Text segment:
## begin

I also give Randy at voodofx Lighting Kit High recommendations!!!:thumbsup::thumbsup:.
Excellent Product, Excellent customer service:thumbsup::thumbsup:


----------



## Capt. Krik (May 26, 2001)

I'll also chime in and recommend Randy and VooDooFX. Quality product and topotch customer service. Randy stands behind his product 100% I'm no electrician but I've never had a problem assembling one of Randy's lighting kits. Should you need assistance you can call Randy directly and he will give you assistance.


----------



## SCI-FI Larry (Nov 29, 2009)

Thanks very much for the replies... It looks like VoodFX is the way to go !! :thumbsup:

I will be placing my order ASAP..


----------



## Ace Airspeed (May 16, 2010)

SCI-FI Larry said:


> Thanks very much for the replies... It looks like VoodFX is the way to go !! :thumbsup:
> 
> I will be placing my order ASAP..


Post a WIP here! 

I'd love to see the Pod with lights.


----------



## Captain Han Solo (Apr 5, 2002)

Ace Airspeed said:


> Post a WIP here!
> 
> I'd love to see the Pod with lights.


Here's my first Pod with Randy's Lighting system...


----------



## Dave P (Jan 5, 2005)

Here's mine:

http://www.hobbytalk.com/bbs1/showthread.php?t=252708


----------



## Captain Han Solo (Apr 5, 2002)

## end

Aim of the exercise:
Answer from the forum thread about lighting kits:
(a) In Capt. Krik's post, what can you do if you need assistance?
(b) What does SCI-FI Larry say he will do ASAP?
(c) What does Ace Airspeed say he would love to see?

Raw records:
## begin

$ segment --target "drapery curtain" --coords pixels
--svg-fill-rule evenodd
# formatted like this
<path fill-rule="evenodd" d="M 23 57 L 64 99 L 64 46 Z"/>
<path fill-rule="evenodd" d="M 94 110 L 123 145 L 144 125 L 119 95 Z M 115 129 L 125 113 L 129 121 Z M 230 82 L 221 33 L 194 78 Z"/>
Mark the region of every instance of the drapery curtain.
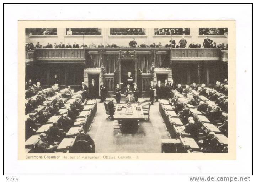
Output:
<path fill-rule="evenodd" d="M 137 55 L 139 66 L 142 73 L 148 73 L 150 72 L 151 62 L 153 62 L 153 56 L 151 54 Z"/>
<path fill-rule="evenodd" d="M 104 56 L 104 64 L 105 67 L 105 73 L 112 73 L 114 72 L 117 67 L 117 60 L 118 55 L 107 54 Z"/>
<path fill-rule="evenodd" d="M 90 57 L 91 59 L 93 67 L 94 68 L 100 68 L 100 57 L 99 54 L 91 54 Z"/>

## end

Correct output:
(a) Call Randy directly, and he will give you assistance.
(b) Place his order.
(c) The Pod with lights.